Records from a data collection
-- -- --

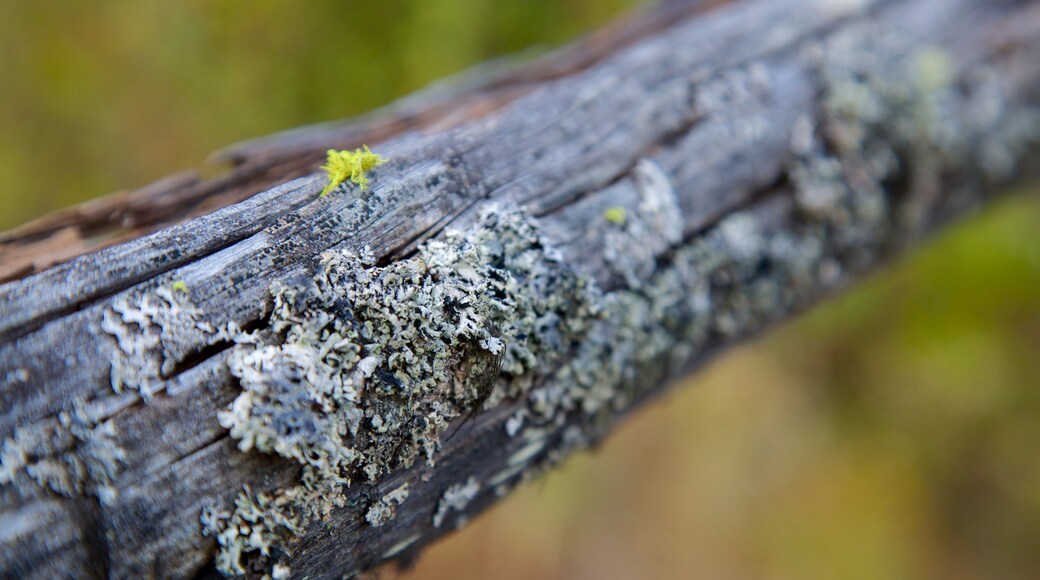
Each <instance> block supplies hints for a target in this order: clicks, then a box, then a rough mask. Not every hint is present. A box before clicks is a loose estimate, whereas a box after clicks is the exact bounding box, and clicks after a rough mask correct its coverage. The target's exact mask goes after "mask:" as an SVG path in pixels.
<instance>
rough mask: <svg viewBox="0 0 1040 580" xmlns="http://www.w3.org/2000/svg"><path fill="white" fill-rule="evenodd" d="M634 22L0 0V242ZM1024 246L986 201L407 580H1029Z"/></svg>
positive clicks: (455, 0) (526, 500)
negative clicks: (373, 110)
mask: <svg viewBox="0 0 1040 580" xmlns="http://www.w3.org/2000/svg"><path fill="white" fill-rule="evenodd" d="M639 3H640V2H639V1H638V0H608V1H603V0H564V1H549V0H537V1H536V0H388V1H383V2H365V3H361V2H338V1H331V0H330V1H318V0H311V1H309V2H306V3H304V2H289V1H275V0H254V1H250V2H244V1H228V0H220V1H203V0H193V1H189V0H144V1H139V0H106V1H98V0H33V1H31V2H30V1H21V0H0V230H3V229H7V228H10V227H12V226H16V225H18V223H21V222H23V221H26V220H28V219H31V218H32V217H35V216H38V215H41V214H43V213H45V212H47V211H51V210H54V209H57V208H59V207H62V206H67V205H70V204H73V203H76V202H80V201H83V200H86V199H88V197H92V196H95V195H98V194H102V193H106V192H109V191H112V190H116V189H120V188H129V187H136V186H139V185H144V184H145V183H148V182H149V181H151V180H154V179H156V178H159V177H161V176H163V175H166V174H170V173H172V172H174V170H177V169H181V168H185V167H188V166H193V165H197V164H198V163H199V162H200V161H201V160H203V159H204V158H205V157H206V155H207V154H209V153H211V152H212V151H214V150H216V149H218V148H220V147H224V146H227V144H230V143H231V142H233V141H236V140H239V139H243V138H249V137H254V136H258V135H262V134H265V133H268V132H272V131H277V130H280V129H285V128H290V127H293V126H297V125H303V124H308V123H314V122H320V121H327V120H332V118H338V117H344V116H350V115H354V114H357V113H360V112H363V111H365V110H368V109H370V108H373V107H375V106H378V105H381V104H384V103H386V102H388V101H389V100H391V99H393V98H394V97H397V96H401V95H405V94H408V93H410V91H413V90H415V89H417V88H420V87H421V86H423V85H424V84H426V83H428V82H431V81H433V80H436V79H438V78H440V77H443V76H445V75H448V74H450V73H453V72H457V71H459V70H462V69H464V68H466V67H468V65H470V64H473V63H476V62H479V61H483V60H486V59H488V58H492V57H495V56H498V55H502V54H508V53H511V52H515V51H518V50H523V49H527V48H528V47H531V46H536V47H541V48H542V49H544V48H549V47H551V46H554V45H557V44H560V43H563V42H566V41H567V39H569V38H571V37H573V36H575V35H577V34H579V33H580V32H582V31H586V30H588V29H591V28H593V27H595V26H598V25H601V24H603V23H605V22H607V21H609V20H610V19H613V18H615V17H616V16H618V15H619V14H621V12H623V11H624V10H626V9H628V8H630V7H632V6H634V5H636V4H639ZM536 50H538V49H537V48H536ZM1038 238H1040V200H1038V199H1037V195H1036V194H1035V193H1020V194H1018V195H1016V196H1012V197H1011V199H1009V200H1006V201H1004V202H1000V203H999V204H997V205H996V206H995V207H993V208H990V209H989V210H987V211H986V212H985V214H984V215H982V216H980V217H979V218H976V219H973V220H971V221H969V222H966V223H964V225H961V226H958V227H956V228H954V229H953V230H950V231H947V232H945V233H943V234H942V235H941V236H940V237H939V238H938V239H937V240H935V241H934V242H932V243H931V244H930V245H929V246H928V247H927V248H925V249H924V251H921V252H918V253H916V254H915V255H913V256H911V257H909V258H908V259H905V260H903V261H902V262H901V263H899V264H896V265H895V266H894V267H892V268H890V269H888V270H886V271H884V272H881V273H879V274H878V275H876V276H875V278H874V279H873V280H870V281H868V282H867V283H865V284H862V285H860V286H859V287H857V288H856V289H854V290H853V291H851V292H847V293H844V294H842V295H841V296H839V297H838V298H837V299H835V300H833V301H831V302H830V304H828V305H826V306H824V307H823V308H817V309H816V310H814V311H812V312H810V313H809V314H807V315H806V316H803V317H802V318H800V319H799V320H797V321H795V322H792V323H788V324H786V325H784V326H783V327H781V328H778V329H776V331H774V332H773V333H771V334H770V335H768V336H766V337H765V338H764V339H762V340H759V341H757V342H756V343H754V344H751V345H748V346H746V347H743V348H740V349H737V350H736V351H733V352H730V353H728V354H727V355H725V357H724V358H722V359H721V360H720V361H718V362H717V363H714V364H713V365H711V367H710V368H709V369H708V370H707V371H706V372H704V373H702V374H701V375H699V376H698V377H696V378H695V379H693V380H691V381H690V383H691V384H690V385H681V386H679V388H678V389H677V390H675V391H674V392H672V393H671V394H670V395H668V396H667V397H665V398H664V399H662V400H661V401H659V402H657V403H655V404H653V405H651V406H650V407H648V408H646V410H645V411H644V412H642V413H640V414H639V415H636V416H635V417H633V418H632V419H630V420H629V421H628V422H626V423H625V424H624V425H623V427H622V428H621V429H620V430H619V431H618V432H617V433H616V434H615V436H614V437H613V438H612V439H609V440H608V441H607V442H606V443H605V444H604V445H603V447H602V448H601V449H600V450H599V451H598V452H596V453H593V454H584V455H582V456H579V457H575V458H572V459H571V460H570V462H568V463H567V464H566V465H565V466H564V468H563V469H562V470H561V471H560V472H558V473H555V474H553V475H551V476H549V477H547V478H545V479H544V480H542V481H539V482H537V483H535V484H532V485H530V486H528V487H526V489H525V490H523V491H521V492H520V493H519V494H517V495H515V496H514V497H511V498H510V499H508V500H505V501H503V502H502V504H501V505H500V506H499V507H498V508H497V509H494V510H492V511H490V512H489V513H487V515H485V516H483V517H480V518H478V519H477V520H476V521H474V522H473V523H471V524H470V526H469V527H468V528H466V529H465V530H463V531H462V532H461V533H459V534H456V535H453V536H451V537H449V538H448V539H445V541H443V542H441V543H440V544H438V545H437V546H435V547H434V548H433V549H431V550H430V551H427V553H425V554H424V555H423V556H422V557H421V558H420V559H419V561H418V562H417V564H416V568H415V569H413V570H412V571H411V572H410V573H408V574H407V575H409V576H412V577H416V578H597V579H598V578H778V579H780V578H791V579H803V578H805V579H812V578H821V579H829V578H891V579H899V578H943V579H947V578H948V579H969V578H1038V577H1040V452H1038V446H1040V349H1038V345H1040V239H1038Z"/></svg>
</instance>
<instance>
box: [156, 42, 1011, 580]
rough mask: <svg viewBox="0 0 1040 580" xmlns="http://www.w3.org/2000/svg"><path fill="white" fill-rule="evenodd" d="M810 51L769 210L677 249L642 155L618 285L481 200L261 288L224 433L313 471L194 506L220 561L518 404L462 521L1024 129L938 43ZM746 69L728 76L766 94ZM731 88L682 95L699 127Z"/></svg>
mask: <svg viewBox="0 0 1040 580" xmlns="http://www.w3.org/2000/svg"><path fill="white" fill-rule="evenodd" d="M809 58H810V59H811V62H812V67H813V68H814V72H815V73H816V74H817V75H818V78H820V80H821V86H822V88H823V93H822V101H821V104H820V110H818V111H817V115H816V116H815V117H812V118H810V117H806V118H804V120H802V121H801V122H799V123H798V125H797V129H796V131H795V133H794V135H792V136H791V146H792V147H791V149H792V152H794V156H792V160H791V162H790V165H789V167H788V176H787V177H788V179H787V182H786V183H787V184H789V186H790V188H791V189H792V190H794V195H792V197H791V196H786V195H781V194H778V195H775V196H774V197H773V199H770V200H760V201H758V202H756V203H755V205H754V207H752V208H750V209H746V210H743V211H739V212H735V213H732V214H730V215H728V216H727V217H725V218H724V219H722V220H721V221H720V222H718V223H716V225H714V226H713V227H710V228H707V229H706V230H705V231H703V232H700V233H698V234H697V235H696V236H694V237H692V238H691V239H688V240H684V239H683V235H682V225H683V221H682V218H681V214H680V212H679V209H678V208H679V204H678V201H677V199H676V195H675V192H674V191H673V190H672V186H671V183H670V180H669V177H668V175H667V174H666V173H665V172H664V170H661V168H660V167H659V166H658V165H657V164H655V163H653V162H651V161H644V162H641V163H640V164H638V166H636V168H635V170H634V172H633V175H632V179H633V181H634V182H635V184H636V187H638V189H639V191H640V194H641V203H640V205H639V207H638V208H636V210H635V211H617V208H610V210H607V212H608V213H606V214H604V217H605V219H601V220H597V221H596V223H597V225H596V226H595V227H597V228H600V230H601V231H600V233H602V234H603V236H604V237H603V239H604V246H603V260H604V262H605V263H606V265H607V267H609V268H610V271H612V272H613V273H614V274H616V276H617V280H618V281H620V283H619V284H618V285H617V286H616V287H612V288H613V289H612V290H610V291H608V292H601V291H600V290H598V289H597V288H596V287H595V285H594V284H593V283H592V282H590V281H589V280H588V279H586V278H584V276H582V275H579V274H578V273H577V271H579V270H581V269H582V266H581V265H578V264H567V263H565V261H564V260H563V258H562V257H561V255H560V253H558V252H557V251H556V249H554V248H553V247H551V246H550V245H549V243H548V242H547V241H546V240H545V239H544V238H543V236H542V235H541V233H540V231H539V229H538V227H537V226H536V223H535V221H534V220H532V219H530V218H528V217H526V216H525V215H524V214H523V213H522V212H520V211H517V210H509V211H501V210H494V209H493V210H490V211H488V212H487V213H486V215H485V216H484V217H483V218H482V219H480V220H479V221H478V223H477V225H476V226H474V227H473V228H472V229H470V230H468V231H467V232H465V233H460V232H451V233H447V234H446V235H444V236H442V237H440V238H438V239H436V240H434V241H431V242H427V243H426V244H424V245H423V246H421V247H420V249H419V252H418V254H417V255H416V256H415V257H414V258H411V259H408V260H404V261H398V262H395V263H392V264H390V265H387V266H378V265H375V264H374V263H373V260H372V257H371V256H369V255H367V254H366V253H360V254H359V253H354V252H349V251H338V252H334V253H330V254H327V255H326V256H323V258H322V260H321V266H320V269H319V270H318V271H317V272H316V273H314V275H312V276H308V278H305V279H301V280H295V281H291V282H290V283H286V284H283V285H280V286H278V287H276V288H272V289H271V290H272V300H274V307H272V311H271V318H270V321H271V328H272V332H271V333H269V334H268V335H267V336H265V338H264V339H263V341H261V342H260V343H258V344H255V345H245V346H242V347H239V349H237V350H236V351H235V353H234V354H232V355H231V358H230V359H229V365H230V369H231V372H232V373H233V374H234V375H235V376H236V377H238V379H239V381H240V384H241V387H242V394H241V395H240V396H239V397H238V398H237V399H236V400H235V401H234V403H232V405H231V406H230V408H228V410H227V411H226V412H225V413H223V414H220V421H222V423H223V424H224V425H225V426H226V427H227V428H229V429H230V430H231V433H232V436H233V437H234V438H236V439H237V440H238V441H239V445H240V447H241V448H242V449H243V450H249V449H257V450H260V451H263V452H268V453H276V454H279V455H282V456H284V457H286V458H289V459H291V460H294V462H296V463H298V464H300V465H302V466H303V475H302V479H301V481H300V483H298V484H297V485H294V486H291V487H289V489H286V490H280V491H276V492H272V493H271V494H267V495H263V494H256V495H253V494H251V493H250V492H249V491H246V492H244V493H243V494H241V495H240V496H239V497H238V499H237V501H236V505H235V508H234V510H233V511H230V512H220V511H216V510H209V511H207V512H206V513H205V515H204V518H203V520H204V526H205V528H206V529H207V530H208V531H209V532H210V533H212V534H213V535H216V536H217V538H218V542H219V544H220V547H222V551H220V555H219V557H218V566H219V570H220V571H222V572H225V573H229V574H232V573H240V572H241V571H242V568H241V565H240V560H241V557H242V556H243V555H244V554H245V553H249V552H259V553H260V554H261V555H268V554H270V553H272V551H274V548H275V547H278V546H279V545H280V544H281V543H284V542H286V541H285V537H291V536H292V535H293V534H295V533H297V532H298V531H300V529H301V527H302V526H303V524H305V523H308V522H312V521H314V520H317V519H321V518H324V517H327V516H328V515H329V513H330V512H331V511H332V510H333V509H334V508H336V507H342V506H344V504H345V498H346V496H345V493H344V487H345V486H346V485H348V484H349V483H350V482H352V481H357V480H367V481H374V480H376V479H379V478H380V477H382V476H384V475H385V474H387V473H389V472H391V471H392V470H395V469H398V468H404V467H408V466H410V465H412V464H413V462H414V460H415V459H416V458H417V457H420V456H421V457H424V458H425V459H426V460H427V462H431V463H432V462H434V459H435V458H436V455H435V453H436V451H437V449H438V446H439V443H440V438H441V436H442V434H443V433H444V432H445V428H446V427H447V425H448V422H449V421H451V420H452V419H454V418H457V417H459V416H462V415H465V414H468V413H471V412H472V411H474V410H478V408H479V407H480V405H485V404H497V403H498V402H499V401H501V400H504V399H509V400H511V401H515V400H518V401H521V402H520V406H519V407H518V408H517V410H515V411H514V412H513V413H512V414H510V415H509V417H508V419H505V420H504V424H503V427H504V430H505V432H506V433H508V434H509V436H510V437H514V438H517V442H516V444H515V447H513V448H511V449H512V452H511V453H510V454H509V455H508V458H506V459H505V462H504V464H503V465H502V466H501V469H500V471H498V473H496V474H495V475H494V476H492V477H491V478H489V479H488V481H487V482H485V483H484V484H483V485H482V482H480V481H478V480H477V479H476V478H473V477H471V478H469V479H468V480H466V481H465V483H458V484H456V485H452V486H450V487H448V490H446V491H445V493H444V495H443V497H442V498H441V500H440V502H439V504H438V506H437V509H436V512H435V513H434V525H435V526H437V527H439V526H441V525H442V524H443V523H444V521H445V519H446V518H447V517H448V515H450V513H451V512H453V511H454V512H461V513H463V516H462V518H464V517H465V516H464V510H465V509H466V507H467V505H469V503H470V502H471V500H472V499H473V498H474V497H476V496H477V495H478V494H479V493H482V490H485V489H488V487H492V489H494V491H495V493H499V494H502V493H505V492H506V491H508V490H509V489H510V487H511V486H512V485H514V484H516V483H517V482H519V481H523V480H526V479H529V478H530V477H532V476H534V474H537V473H539V472H540V471H542V470H544V469H546V467H547V466H550V465H552V464H553V463H555V462H558V460H560V459H561V458H562V457H564V456H566V455H567V454H569V453H571V452H573V451H575V450H578V449H582V448H586V447H588V446H590V445H592V444H593V443H595V442H596V441H597V440H598V439H600V438H601V437H602V436H603V434H604V433H605V432H606V431H607V430H608V429H609V426H610V425H612V423H613V422H614V421H615V420H616V419H617V417H618V415H619V414H620V413H622V412H624V411H626V410H627V408H629V407H630V405H631V404H632V403H633V401H635V400H636V399H639V398H640V397H641V396H643V395H644V394H645V393H646V392H648V391H649V390H651V389H653V388H655V387H657V386H658V385H660V383H661V381H664V380H666V379H667V378H669V377H670V376H673V375H674V374H676V373H677V372H678V371H679V370H680V369H681V368H683V367H684V366H685V365H688V364H690V362H691V361H696V360H698V358H699V357H705V355H708V354H710V352H711V351H712V349H716V348H719V347H721V346H724V345H725V344H727V343H729V342H731V341H735V340H737V339H739V338H742V337H746V336H748V335H751V334H753V333H755V332H757V331H759V329H761V328H762V327H763V326H765V325H768V324H770V323H771V322H773V321H775V320H778V319H780V318H782V317H784V316H786V315H788V314H789V313H791V312H792V311H796V310H798V309H799V308H801V307H802V306H804V305H805V304H807V302H808V301H810V300H811V299H813V298H815V297H817V296H818V295H820V294H821V293H825V292H827V291H829V290H830V289H832V288H834V287H835V286H836V285H839V284H841V283H842V282H843V281H844V280H847V278H848V274H849V273H850V272H855V271H861V270H862V269H863V268H866V267H869V266H870V265H873V264H874V263H876V262H877V260H878V259H879V258H880V257H882V256H883V255H884V254H885V253H886V252H888V251H889V249H891V248H892V246H893V245H898V243H899V241H900V240H901V239H903V238H904V237H906V236H911V235H914V234H915V233H916V232H917V231H918V230H919V229H920V228H922V227H925V226H927V223H922V220H924V219H925V216H927V215H930V214H932V213H933V212H932V205H933V204H936V203H948V202H950V200H951V199H956V195H953V196H951V195H950V194H948V193H950V192H948V191H939V190H937V187H938V184H940V183H945V182H946V181H947V180H946V178H947V177H948V175H950V174H957V175H962V174H963V175H964V176H968V177H965V178H964V180H963V181H961V182H955V186H956V187H959V188H963V190H964V191H968V190H969V189H971V188H972V187H973V186H976V185H978V183H974V182H972V181H971V179H972V178H971V177H970V176H976V177H977V178H978V179H983V180H985V179H998V178H999V177H1000V176H1002V175H1008V169H1007V166H1006V165H1007V163H1006V161H1007V159H1011V160H1013V159H1015V158H1016V157H1017V154H1016V152H1015V151H1014V148H1017V147H1021V144H1022V143H1023V142H1025V139H1029V138H1032V137H1030V136H1029V135H1028V134H1026V135H1025V136H1016V135H1017V134H1019V133H1022V132H1021V131H1019V132H1018V133H1015V129H1014V128H1013V127H1012V126H1009V125H1008V123H1007V120H1008V115H1007V114H1004V112H1003V109H1002V107H1003V105H1002V103H1003V101H1002V97H1000V91H999V89H998V87H994V86H991V85H985V84H984V85H982V88H981V89H980V91H978V93H976V94H974V96H973V97H972V98H971V99H967V100H965V98H964V96H963V95H961V94H960V91H958V90H956V87H954V86H952V84H951V83H952V79H953V78H954V72H953V71H952V70H951V67H952V63H951V62H950V61H948V58H947V57H945V56H944V55H943V54H942V53H941V52H938V51H935V50H934V49H920V48H915V47H914V46H913V45H911V44H909V43H903V42H899V41H895V39H892V38H890V37H888V36H887V35H886V34H884V33H879V32H878V31H877V30H875V29H869V28H866V29H863V30H858V31H854V32H848V31H847V32H842V33H840V34H838V35H837V36H836V37H834V38H832V39H831V41H830V42H829V43H828V44H827V45H826V46H822V47H820V48H818V50H816V51H815V52H814V53H813V54H810V55H809ZM758 73H761V72H760V71H759V72H758ZM758 73H756V74H755V75H752V74H751V73H747V74H748V75H750V76H748V77H747V78H743V77H742V78H739V79H736V80H739V82H738V83H736V85H738V86H748V87H752V88H754V89H756V90H757V89H758V88H755V87H759V88H760V85H761V83H764V82H765V80H763V79H764V78H765V75H764V74H758ZM734 82H735V81H734ZM756 83H757V84H756ZM730 84H733V83H730ZM707 86H708V87H709V88H710V87H712V86H713V87H714V88H711V90H716V91H717V93H718V91H719V90H722V88H726V86H728V85H725V84H724V85H712V84H708V85H707ZM720 86H722V88H720ZM726 90H730V89H729V88H727V89H726ZM742 90H743V88H742ZM726 95H729V93H726V91H725V90H723V91H722V93H718V94H716V93H709V94H707V95H703V96H701V98H700V99H699V100H695V103H698V106H699V107H700V108H702V109H703V110H702V111H701V112H702V113H704V114H708V113H710V111H711V110H712V108H711V106H712V103H714V102H716V101H718V100H719V99H721V98H723V97H725V96H726ZM994 111H995V112H994ZM1016 139H1017V140H1016ZM1009 148H1010V149H1009ZM965 159H970V160H973V161H971V162H972V163H977V164H978V166H962V165H963V163H964V162H965ZM955 165H956V166H955ZM979 176H981V177H979ZM940 193H941V195H940ZM940 197H941V200H940ZM629 209H630V208H629ZM646 248H654V249H653V251H652V252H644V251H645V249H646ZM142 327H144V326H142ZM404 497H405V496H404V495H402V494H398V495H397V496H393V497H391V495H388V496H386V497H384V498H382V499H380V500H378V501H376V502H375V503H374V504H368V506H367V511H366V519H367V520H368V522H369V523H370V524H371V525H384V524H385V523H386V522H387V521H389V519H390V518H392V517H393V509H394V508H395V506H396V505H397V504H399V503H400V502H401V501H404ZM458 521H461V520H458ZM458 521H457V522H458ZM416 538H417V536H411V537H409V538H408V539H407V541H405V542H402V543H401V544H400V545H398V546H396V547H394V548H393V549H391V550H390V551H388V552H387V554H391V555H392V554H396V553H398V552H400V551H401V550H404V549H406V548H407V547H408V546H410V545H412V544H413V543H414V542H415V541H416Z"/></svg>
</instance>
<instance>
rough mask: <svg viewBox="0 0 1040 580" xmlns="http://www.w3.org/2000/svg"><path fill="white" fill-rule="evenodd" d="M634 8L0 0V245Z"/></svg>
mask: <svg viewBox="0 0 1040 580" xmlns="http://www.w3.org/2000/svg"><path fill="white" fill-rule="evenodd" d="M638 3H639V2H638V0H565V1H560V2H552V1H547V0H540V1H530V0H384V1H380V2H360V1H340V0H308V1H307V2H290V1H288V0H252V1H244V0H105V1H98V0H31V1H28V0H26V1H22V0H0V231H2V230H6V229H8V228H11V227H14V226H17V225H19V223H22V222H24V221H26V220H28V219H31V218H33V217H36V216H38V215H42V214H44V213H46V212H48V211H52V210H55V209H57V208H60V207H64V206H68V205H71V204H74V203H77V202H81V201H84V200H87V199H89V197H93V196H96V195H100V194H103V193H107V192H109V191H113V190H116V189H121V188H128V187H136V186H140V185H144V184H146V183H149V182H150V181H153V180H155V179H157V178H159V177H162V176H164V175H166V174H170V173H173V172H174V170H177V169H182V168H186V167H192V166H197V165H198V164H199V163H200V162H201V161H202V160H203V159H205V158H206V156H207V155H208V154H210V153H212V152H213V151H215V150H217V149H219V148H222V147H225V146H228V144H230V143H232V142H234V141H237V140H241V139H245V138H250V137H256V136H259V135H264V134H267V133H270V132H274V131H278V130H281V129H287V128H291V127H295V126H298V125H304V124H309V123H316V122H321V121H329V120H334V118H340V117H346V116H352V115H356V114H359V113H361V112H364V111H366V110H369V109H372V108H374V107H376V106H379V105H383V104H385V103H387V102H388V101H390V100H392V99H394V98H396V97H399V96H404V95H407V94H409V93H412V91H414V90H416V89H418V88H421V87H422V86H423V85H425V84H427V83H430V82H432V81H435V80H437V79H439V78H442V77H444V76H446V75H449V74H452V73H456V72H458V71H461V70H463V69H465V68H467V67H470V65H472V64H474V63H477V62H482V61H484V60H487V59H489V58H493V57H496V56H500V55H504V54H510V53H514V52H516V51H519V50H521V49H526V48H528V47H530V46H536V45H537V46H541V47H549V46H552V45H556V44H560V43H562V42H564V41H567V39H568V38H571V37H573V36H575V35H577V34H579V33H580V32H582V31H586V30H588V29H591V28H593V27H595V26H597V25H600V24H603V23H605V22H607V21H609V20H610V19H612V18H614V17H616V16H617V15H618V14H619V12H621V11H623V10H624V9H626V8H629V7H631V6H633V5H635V4H638Z"/></svg>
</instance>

-- -- --

*What you need to do*. Find each line of the data above that holds the word "clicks", then copy it.

*Result of the task*.
Each <instance> block supplies hints for a target in this order: clicks, then a box, then a rough mask. Not every hint is present. A box before clicks is a loose estimate, whereas a box after clicks is the exact bounding box, and clicks after a rough mask correct its coverage. The target's exact mask goes after "mask:" as an SVG path in pixels.
positive clicks: (455, 0) (526, 500)
negative clicks: (373, 110)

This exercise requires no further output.